Start of Excerpted data

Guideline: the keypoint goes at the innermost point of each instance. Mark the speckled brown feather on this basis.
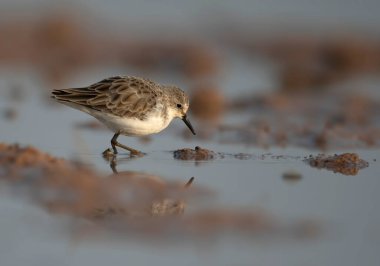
(121, 96)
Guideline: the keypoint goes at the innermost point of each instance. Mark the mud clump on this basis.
(198, 154)
(346, 163)
(14, 156)
(291, 176)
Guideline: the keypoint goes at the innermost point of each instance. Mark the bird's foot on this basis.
(110, 154)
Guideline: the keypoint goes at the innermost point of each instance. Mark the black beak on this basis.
(188, 124)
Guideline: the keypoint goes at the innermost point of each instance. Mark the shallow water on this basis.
(311, 216)
(340, 212)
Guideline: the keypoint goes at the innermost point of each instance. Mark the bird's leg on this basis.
(115, 143)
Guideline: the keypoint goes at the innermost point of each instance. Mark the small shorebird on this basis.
(129, 106)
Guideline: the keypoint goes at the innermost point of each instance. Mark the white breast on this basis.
(134, 126)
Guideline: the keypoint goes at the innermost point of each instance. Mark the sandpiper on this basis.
(129, 106)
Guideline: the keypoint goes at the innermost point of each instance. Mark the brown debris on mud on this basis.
(79, 191)
(346, 163)
(127, 202)
(197, 154)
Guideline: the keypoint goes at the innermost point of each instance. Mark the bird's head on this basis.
(178, 105)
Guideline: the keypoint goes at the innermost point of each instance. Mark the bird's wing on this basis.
(120, 96)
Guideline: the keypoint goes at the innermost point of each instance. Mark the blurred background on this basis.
(271, 83)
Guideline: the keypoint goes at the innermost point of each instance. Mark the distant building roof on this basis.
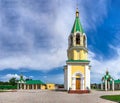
(117, 81)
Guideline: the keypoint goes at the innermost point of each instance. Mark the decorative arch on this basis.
(78, 82)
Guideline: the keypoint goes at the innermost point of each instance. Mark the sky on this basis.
(34, 37)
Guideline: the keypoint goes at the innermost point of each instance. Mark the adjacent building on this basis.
(34, 84)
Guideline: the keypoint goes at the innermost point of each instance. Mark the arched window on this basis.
(84, 41)
(78, 38)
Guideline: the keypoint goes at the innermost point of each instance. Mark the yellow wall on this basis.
(50, 86)
(77, 55)
(43, 87)
(77, 68)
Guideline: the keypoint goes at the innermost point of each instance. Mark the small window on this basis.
(78, 38)
(71, 40)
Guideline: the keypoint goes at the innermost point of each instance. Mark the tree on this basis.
(12, 81)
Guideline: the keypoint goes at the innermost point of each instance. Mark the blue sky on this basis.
(34, 37)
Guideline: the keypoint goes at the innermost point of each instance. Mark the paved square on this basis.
(39, 96)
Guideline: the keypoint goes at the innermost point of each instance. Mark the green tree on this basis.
(12, 81)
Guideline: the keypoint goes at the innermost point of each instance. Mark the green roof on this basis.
(117, 81)
(77, 61)
(34, 82)
(77, 27)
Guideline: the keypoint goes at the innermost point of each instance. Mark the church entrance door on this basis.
(78, 83)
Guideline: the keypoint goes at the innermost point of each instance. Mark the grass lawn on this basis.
(115, 98)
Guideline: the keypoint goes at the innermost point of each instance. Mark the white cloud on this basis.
(7, 77)
(39, 41)
(58, 79)
(99, 67)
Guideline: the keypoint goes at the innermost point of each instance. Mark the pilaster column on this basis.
(82, 84)
(102, 86)
(17, 85)
(32, 86)
(105, 85)
(73, 83)
(36, 86)
(113, 85)
(109, 85)
(24, 86)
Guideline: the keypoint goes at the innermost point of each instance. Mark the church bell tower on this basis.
(77, 69)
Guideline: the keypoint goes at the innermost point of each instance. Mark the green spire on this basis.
(77, 25)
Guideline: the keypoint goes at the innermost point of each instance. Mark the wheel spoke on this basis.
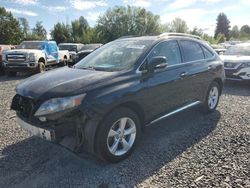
(112, 133)
(114, 146)
(129, 131)
(125, 145)
(123, 123)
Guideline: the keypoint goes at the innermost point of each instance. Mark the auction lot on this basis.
(187, 150)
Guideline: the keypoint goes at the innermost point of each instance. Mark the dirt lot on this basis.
(188, 150)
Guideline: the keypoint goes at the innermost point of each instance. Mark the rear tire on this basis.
(118, 135)
(10, 73)
(212, 98)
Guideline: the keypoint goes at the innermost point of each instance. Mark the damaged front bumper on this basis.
(76, 132)
(238, 74)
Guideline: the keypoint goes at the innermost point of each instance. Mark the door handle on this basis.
(183, 74)
(210, 67)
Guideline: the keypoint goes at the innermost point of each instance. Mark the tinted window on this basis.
(115, 56)
(169, 49)
(191, 51)
(207, 53)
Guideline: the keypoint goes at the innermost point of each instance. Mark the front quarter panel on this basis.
(120, 90)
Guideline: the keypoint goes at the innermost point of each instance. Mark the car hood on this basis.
(85, 51)
(62, 82)
(23, 51)
(235, 59)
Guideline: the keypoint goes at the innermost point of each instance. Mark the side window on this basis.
(169, 49)
(207, 53)
(191, 51)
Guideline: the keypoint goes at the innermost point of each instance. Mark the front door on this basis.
(166, 88)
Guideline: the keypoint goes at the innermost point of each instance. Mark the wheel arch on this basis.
(220, 82)
(41, 59)
(134, 106)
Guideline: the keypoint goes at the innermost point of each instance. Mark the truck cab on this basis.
(31, 56)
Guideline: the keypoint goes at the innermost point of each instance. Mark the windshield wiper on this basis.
(88, 68)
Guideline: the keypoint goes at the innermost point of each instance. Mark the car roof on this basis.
(70, 43)
(243, 44)
(164, 36)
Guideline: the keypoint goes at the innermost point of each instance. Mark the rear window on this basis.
(207, 53)
(191, 51)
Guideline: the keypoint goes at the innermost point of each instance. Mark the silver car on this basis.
(237, 62)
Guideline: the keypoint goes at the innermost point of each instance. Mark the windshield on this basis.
(115, 56)
(238, 50)
(90, 46)
(31, 45)
(68, 47)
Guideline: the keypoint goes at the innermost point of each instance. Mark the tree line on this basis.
(114, 23)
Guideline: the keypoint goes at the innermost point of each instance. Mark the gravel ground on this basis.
(187, 150)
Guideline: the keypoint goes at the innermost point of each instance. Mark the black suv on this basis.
(102, 104)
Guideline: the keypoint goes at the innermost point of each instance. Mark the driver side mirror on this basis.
(158, 62)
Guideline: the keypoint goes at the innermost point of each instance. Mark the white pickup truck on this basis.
(31, 56)
(64, 57)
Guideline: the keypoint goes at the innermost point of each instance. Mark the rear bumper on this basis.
(238, 74)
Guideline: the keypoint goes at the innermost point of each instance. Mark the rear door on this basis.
(196, 65)
(166, 87)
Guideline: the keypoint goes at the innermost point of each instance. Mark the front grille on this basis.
(229, 65)
(16, 57)
(23, 105)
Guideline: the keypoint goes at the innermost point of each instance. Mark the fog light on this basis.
(43, 119)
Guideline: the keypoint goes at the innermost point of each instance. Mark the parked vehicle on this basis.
(31, 56)
(64, 57)
(86, 50)
(237, 62)
(103, 103)
(73, 49)
(2, 49)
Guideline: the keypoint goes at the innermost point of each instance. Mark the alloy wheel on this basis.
(121, 136)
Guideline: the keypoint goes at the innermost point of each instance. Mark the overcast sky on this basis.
(200, 13)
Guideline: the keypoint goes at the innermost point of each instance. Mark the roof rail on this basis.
(180, 34)
(127, 36)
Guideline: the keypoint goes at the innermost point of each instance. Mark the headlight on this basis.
(31, 57)
(59, 104)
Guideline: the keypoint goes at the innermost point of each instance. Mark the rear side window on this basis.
(191, 51)
(207, 53)
(169, 49)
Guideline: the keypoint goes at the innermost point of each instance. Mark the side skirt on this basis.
(175, 112)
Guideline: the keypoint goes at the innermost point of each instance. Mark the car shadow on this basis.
(237, 88)
(37, 163)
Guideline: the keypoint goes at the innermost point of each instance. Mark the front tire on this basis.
(41, 67)
(118, 135)
(10, 73)
(212, 97)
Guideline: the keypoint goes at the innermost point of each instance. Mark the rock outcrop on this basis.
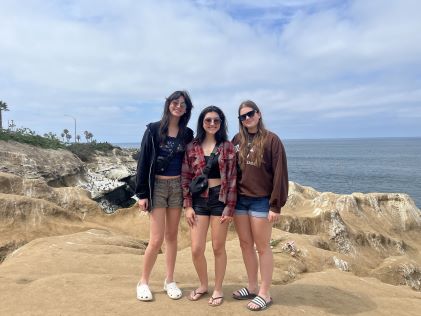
(373, 234)
(34, 163)
(105, 176)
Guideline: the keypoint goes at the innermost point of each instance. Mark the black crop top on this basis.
(214, 173)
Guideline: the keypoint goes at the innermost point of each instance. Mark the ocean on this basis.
(362, 165)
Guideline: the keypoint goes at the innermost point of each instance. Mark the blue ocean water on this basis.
(354, 165)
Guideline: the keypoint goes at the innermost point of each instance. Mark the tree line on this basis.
(65, 135)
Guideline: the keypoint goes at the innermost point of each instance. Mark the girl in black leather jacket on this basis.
(158, 187)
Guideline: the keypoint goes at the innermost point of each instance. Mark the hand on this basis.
(225, 218)
(143, 205)
(190, 216)
(273, 217)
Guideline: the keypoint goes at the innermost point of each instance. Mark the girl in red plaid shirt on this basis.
(215, 206)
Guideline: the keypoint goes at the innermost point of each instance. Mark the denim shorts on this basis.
(209, 206)
(167, 193)
(252, 206)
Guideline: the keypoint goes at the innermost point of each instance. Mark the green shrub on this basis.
(27, 136)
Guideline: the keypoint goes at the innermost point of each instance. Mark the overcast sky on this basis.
(317, 69)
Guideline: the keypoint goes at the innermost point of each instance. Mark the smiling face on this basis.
(178, 107)
(249, 118)
(211, 123)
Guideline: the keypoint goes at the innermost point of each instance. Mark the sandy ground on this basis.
(95, 273)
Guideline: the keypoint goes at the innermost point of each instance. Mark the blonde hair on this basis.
(257, 142)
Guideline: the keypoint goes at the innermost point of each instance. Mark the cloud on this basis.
(113, 63)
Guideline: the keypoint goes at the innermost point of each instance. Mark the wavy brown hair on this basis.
(258, 139)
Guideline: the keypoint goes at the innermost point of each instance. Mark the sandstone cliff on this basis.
(334, 254)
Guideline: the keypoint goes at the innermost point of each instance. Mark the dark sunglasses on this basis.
(215, 121)
(249, 114)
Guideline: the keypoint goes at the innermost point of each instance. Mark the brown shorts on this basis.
(167, 193)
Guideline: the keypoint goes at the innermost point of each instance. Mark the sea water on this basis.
(362, 165)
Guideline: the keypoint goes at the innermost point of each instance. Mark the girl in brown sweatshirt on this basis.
(262, 183)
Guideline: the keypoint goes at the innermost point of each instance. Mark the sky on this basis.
(317, 69)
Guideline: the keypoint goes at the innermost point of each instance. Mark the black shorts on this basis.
(209, 206)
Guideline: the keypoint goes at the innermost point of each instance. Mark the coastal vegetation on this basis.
(3, 107)
(51, 141)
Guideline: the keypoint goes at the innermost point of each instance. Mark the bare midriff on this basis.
(214, 182)
(167, 177)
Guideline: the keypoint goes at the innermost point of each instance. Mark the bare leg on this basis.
(171, 233)
(243, 228)
(219, 235)
(156, 237)
(262, 230)
(198, 244)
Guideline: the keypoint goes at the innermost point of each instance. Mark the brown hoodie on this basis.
(271, 179)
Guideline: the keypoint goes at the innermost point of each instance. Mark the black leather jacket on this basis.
(145, 175)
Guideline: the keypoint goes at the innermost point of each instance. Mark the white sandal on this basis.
(172, 290)
(143, 292)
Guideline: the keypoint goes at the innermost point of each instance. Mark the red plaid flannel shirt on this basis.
(193, 165)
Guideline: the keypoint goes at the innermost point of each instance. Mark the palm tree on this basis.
(88, 136)
(3, 107)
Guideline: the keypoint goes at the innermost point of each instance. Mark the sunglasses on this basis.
(215, 121)
(176, 103)
(249, 114)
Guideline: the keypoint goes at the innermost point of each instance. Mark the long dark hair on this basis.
(184, 120)
(258, 140)
(221, 135)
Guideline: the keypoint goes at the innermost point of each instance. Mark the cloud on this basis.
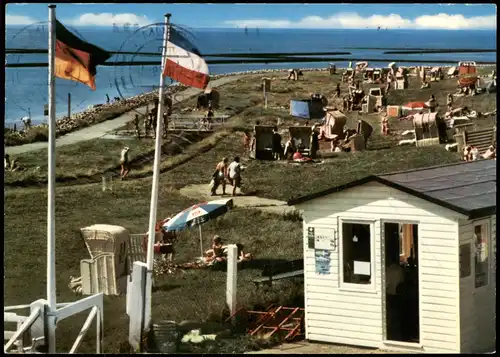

End of Excerpted data

## Exercise aim
Once you find the line containing "flannel shirt on this basis.", retype it and every line after it through the last line of the records above, exactly. Add nothing else, and leave out the pictures.

## Response to the exercise
Guideline: the keypoint goes at the innermost point of each instance. Mark the red plaid flannel shirt on this basis.
(193, 165)
Guideline: the keypoint goes at the innermost point of each instance. Mark the palm tree on this basis.
(88, 136)
(3, 107)
Guideline: the keypoint goes at the innermost point of each instance. Mark the sunglasses on this basis.
(215, 121)
(176, 103)
(249, 114)
Guideline: the keypoint goes at the innermost point of each instance. Mark the long dark hair on this basis.
(184, 120)
(258, 140)
(221, 135)
Guideline: the keypoint goes at the innermost point of each instance. Mark the cloud on this basis.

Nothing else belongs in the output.